◆ Extract
Roots of Codependency
Every child has five stages of development they need to navigate in order to attain healthy relationships as an adult. If a child skips a stage or is disallowed to proceed from one step to the next, they may grow up physically but remain underdeveloped emotionally. This can make them susceptible to unhealthy, codependent relationships.
The five stages are:
1.) The Helpless Stage
Babies rely on their parents to meet all of their needs, both physical and emotional. If your parents did not bond with you or meet your needs when you were an infant, you may have grown into an adult who still looks to everyone else to meet your needs.
2.) The Pushing Away Stage
Toddlers learn to explore boundaries and begin to recognize themselves as separate from their parents. If your parents refused to allow you to separate from them during this time, you may develop into a boundary-less adult who manipulates other people in order to feel in control.
3.) The Conflict Stage
Young children need to learn to resolve conflict with their parents as they begin to test their parents’ rules. If your parents stifled you or were pushovers, you may lack conflict-resolution skills. This can make you a push-over for strong, combative, or convincing people.
4.) The Independent Stage
Preadolescent children need to grow in independence even as their parents guide and support them. Children whose parents stifled them may grow into weak, unassertive adults. Such people often look to other apparently strong people to validate them.
5.) The Sharing Stage
Adolescents need to learn how to give-and-take and even sacrifice for other people. If a child does not see their parents modeling such healthy, mutual relating, the child may grow up into a selfish, self-focused adult who uses other people to meet his or her own needs. These types of people gravitate toward unequal relationships.
If a child does not navigate these five stages in a healthy manner, he or she will likely evidence unhealthy emotional and relational patterns which carry into adulthood. Such people have never learned healthy independence or respect for other people’s boundaries. They crave codependent relationships in which they either control someone else in order to meet their own emotional needs—or in which they allow themselves to be controlled in order to feel needed and valued.
Biblical Steps toward a Solution
Cult members who struggle with codependency have a problem with what the Bible calls “idolatry.” Idolatry places something else in the place of God. Codependent people allow their excessive care to compromise their convictions; they allow their excessive loyalty to compromise healthy boundaries; and they allow excessive “love” to say yes when they should say no. Thus they make their cult or group leader a god in their own life.

◆ Listed records
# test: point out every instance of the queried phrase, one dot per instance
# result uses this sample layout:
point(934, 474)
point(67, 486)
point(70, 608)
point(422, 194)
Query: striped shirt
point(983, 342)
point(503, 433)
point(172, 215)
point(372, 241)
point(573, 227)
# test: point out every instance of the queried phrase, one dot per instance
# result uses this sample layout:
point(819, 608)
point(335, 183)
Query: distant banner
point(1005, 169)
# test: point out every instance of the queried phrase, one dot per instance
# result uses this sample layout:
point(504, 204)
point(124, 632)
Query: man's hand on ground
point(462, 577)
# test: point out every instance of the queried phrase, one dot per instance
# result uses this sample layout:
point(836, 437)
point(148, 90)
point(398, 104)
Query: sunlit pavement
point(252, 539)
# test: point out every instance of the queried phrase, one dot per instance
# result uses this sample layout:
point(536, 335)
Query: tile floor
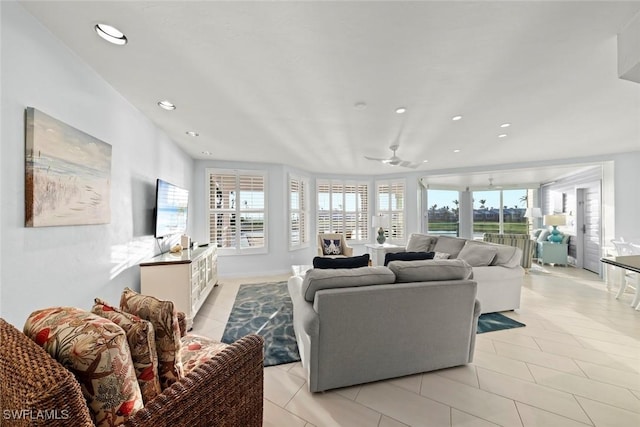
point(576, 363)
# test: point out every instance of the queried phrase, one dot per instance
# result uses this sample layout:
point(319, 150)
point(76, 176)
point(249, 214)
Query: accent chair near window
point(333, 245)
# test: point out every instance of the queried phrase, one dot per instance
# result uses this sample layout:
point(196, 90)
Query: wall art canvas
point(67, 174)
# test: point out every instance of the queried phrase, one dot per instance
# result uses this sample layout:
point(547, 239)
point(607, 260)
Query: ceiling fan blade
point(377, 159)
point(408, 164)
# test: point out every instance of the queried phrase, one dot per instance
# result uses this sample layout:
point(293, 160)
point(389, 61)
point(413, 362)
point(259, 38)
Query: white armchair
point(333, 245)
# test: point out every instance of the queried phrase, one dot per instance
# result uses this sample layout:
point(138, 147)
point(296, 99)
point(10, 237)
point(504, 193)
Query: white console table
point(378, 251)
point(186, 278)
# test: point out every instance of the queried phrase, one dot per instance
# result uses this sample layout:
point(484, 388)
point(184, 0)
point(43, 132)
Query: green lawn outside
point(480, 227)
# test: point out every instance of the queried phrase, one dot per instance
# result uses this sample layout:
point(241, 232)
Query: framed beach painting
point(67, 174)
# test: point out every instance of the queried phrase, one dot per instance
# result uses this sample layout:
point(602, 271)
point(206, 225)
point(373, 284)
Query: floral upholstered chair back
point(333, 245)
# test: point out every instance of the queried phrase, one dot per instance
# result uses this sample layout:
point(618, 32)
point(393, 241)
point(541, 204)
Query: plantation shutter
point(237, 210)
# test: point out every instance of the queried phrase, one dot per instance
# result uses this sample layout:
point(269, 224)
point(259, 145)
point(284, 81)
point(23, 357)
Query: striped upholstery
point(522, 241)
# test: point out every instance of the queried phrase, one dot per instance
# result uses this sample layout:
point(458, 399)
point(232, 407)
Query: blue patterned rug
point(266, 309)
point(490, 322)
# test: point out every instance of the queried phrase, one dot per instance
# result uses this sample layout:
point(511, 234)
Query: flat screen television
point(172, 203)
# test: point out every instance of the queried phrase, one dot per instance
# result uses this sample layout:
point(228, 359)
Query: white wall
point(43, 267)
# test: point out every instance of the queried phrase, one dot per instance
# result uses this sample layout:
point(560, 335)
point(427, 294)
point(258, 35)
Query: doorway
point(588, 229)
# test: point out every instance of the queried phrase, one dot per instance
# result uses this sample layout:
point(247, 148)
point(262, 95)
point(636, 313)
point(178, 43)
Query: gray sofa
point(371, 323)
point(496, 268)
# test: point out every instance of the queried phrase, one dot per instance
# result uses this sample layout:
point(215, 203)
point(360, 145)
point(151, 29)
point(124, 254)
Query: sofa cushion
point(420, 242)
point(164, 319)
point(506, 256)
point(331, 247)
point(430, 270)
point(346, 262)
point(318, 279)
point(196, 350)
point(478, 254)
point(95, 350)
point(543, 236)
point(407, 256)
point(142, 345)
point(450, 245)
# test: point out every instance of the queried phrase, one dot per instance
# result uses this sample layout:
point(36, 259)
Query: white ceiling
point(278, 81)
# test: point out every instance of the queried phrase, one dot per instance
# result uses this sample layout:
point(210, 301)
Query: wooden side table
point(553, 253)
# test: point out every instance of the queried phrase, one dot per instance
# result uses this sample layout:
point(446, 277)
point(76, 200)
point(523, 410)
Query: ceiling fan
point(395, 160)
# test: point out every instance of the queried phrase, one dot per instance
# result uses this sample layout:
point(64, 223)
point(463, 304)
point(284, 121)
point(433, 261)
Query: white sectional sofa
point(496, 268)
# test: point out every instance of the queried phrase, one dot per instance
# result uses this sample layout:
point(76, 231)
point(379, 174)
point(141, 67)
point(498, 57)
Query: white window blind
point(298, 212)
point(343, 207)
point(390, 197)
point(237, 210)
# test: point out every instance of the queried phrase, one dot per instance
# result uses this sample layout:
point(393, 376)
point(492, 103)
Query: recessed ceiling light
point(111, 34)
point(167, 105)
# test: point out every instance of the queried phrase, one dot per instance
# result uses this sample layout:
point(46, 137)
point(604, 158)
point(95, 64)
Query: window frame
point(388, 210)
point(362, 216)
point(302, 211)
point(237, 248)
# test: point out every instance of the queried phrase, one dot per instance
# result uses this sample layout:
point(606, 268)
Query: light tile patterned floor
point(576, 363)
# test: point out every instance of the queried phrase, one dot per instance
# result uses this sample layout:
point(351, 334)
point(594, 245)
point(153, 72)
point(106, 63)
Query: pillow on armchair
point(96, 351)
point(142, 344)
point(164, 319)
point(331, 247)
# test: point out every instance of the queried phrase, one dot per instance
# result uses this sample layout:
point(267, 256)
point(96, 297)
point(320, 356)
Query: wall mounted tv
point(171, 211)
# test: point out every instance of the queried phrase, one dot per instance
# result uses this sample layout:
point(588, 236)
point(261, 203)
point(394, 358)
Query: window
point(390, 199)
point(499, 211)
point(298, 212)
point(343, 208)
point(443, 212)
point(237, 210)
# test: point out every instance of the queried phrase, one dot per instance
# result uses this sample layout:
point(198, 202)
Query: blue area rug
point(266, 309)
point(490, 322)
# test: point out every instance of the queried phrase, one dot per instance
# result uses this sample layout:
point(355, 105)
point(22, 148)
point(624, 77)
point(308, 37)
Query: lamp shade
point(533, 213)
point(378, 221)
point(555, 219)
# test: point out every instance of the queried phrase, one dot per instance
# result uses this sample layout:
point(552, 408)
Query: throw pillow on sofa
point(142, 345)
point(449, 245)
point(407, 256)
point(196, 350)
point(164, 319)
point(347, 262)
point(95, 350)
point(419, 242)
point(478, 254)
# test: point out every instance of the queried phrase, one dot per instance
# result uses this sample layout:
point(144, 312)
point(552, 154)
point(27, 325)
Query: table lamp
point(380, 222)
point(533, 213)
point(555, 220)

◆ Problems to work on
a – According to the codependency text, what do toddlers learn during the Pushing Away Stage?
b – Pick up the codependency text after its final sentence and write the next part.
The entries are separate material from the codependency text.

◆ Per-task outputs
a – They learn to explore boundaries and begin to recognize themselves as separate from their parents.

b –
Paul speaks to these matters in the book of Galatians, particularly in chapter 1, verse 10, and in chapter 6 verses 1-5. In these passages Paul encourages believers to please God rather than other people, and to take healthy responsibility for their own burdens.
June Hunt recommends four steps toward attaining greater relational health. Caveat: I am simply summarizing them—this list is not a substitute for actual counseling. You should check out June’s Biblical Counseling Key on Codependency for greater detail, or seek help from a local Christian counselor or reputable church:
1.) Confront Your Own Codependency
Admit that you are codependent; confront the consequences of your codependency (this means you need to take responsibility for how your past experiences and reactions have hurt your current relationships—including your relationship with God; and you need to take responsibility for how your behavior has also hurt yourself); confront your painful emotions; confront your “secondary addictions” such as sexual sin, compulsive eating, alcohol abuse, etc.; confront your current codependent relationship; learn to disengage from your current codependent relationship; confront what you need to leave in order to receive (i.e. leave your broken childhood, your immaturity, and your fantasy relationships); confront your need to build mature, non-codependent relationships.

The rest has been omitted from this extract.